**GIVEN INSTRUCTION:**
Gather every line in the listing below that contains the string "measuring", and copy each one in full.

-------- DATASET ENTRIES

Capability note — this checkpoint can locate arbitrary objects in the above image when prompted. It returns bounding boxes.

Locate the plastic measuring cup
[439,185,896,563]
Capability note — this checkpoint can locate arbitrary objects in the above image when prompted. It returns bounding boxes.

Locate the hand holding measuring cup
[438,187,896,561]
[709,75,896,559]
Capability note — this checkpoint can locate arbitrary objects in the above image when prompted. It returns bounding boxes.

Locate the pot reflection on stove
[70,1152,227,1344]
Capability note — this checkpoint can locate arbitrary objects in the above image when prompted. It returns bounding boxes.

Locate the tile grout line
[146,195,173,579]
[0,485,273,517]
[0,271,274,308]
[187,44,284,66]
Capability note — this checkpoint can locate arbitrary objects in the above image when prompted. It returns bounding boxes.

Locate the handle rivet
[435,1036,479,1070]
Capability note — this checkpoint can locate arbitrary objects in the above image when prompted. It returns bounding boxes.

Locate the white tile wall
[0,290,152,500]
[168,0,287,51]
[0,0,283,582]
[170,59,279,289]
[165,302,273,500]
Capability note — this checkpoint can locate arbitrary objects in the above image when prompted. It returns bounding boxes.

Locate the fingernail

----------------
-------- DATASET ENTRIES

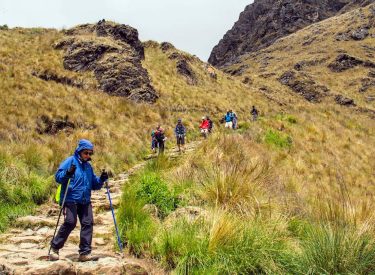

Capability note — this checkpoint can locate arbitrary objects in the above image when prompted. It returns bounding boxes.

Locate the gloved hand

----------------

**TASK OUTPUT:**
Locate the plastic measuring cup
Locate the hand holding measuring cup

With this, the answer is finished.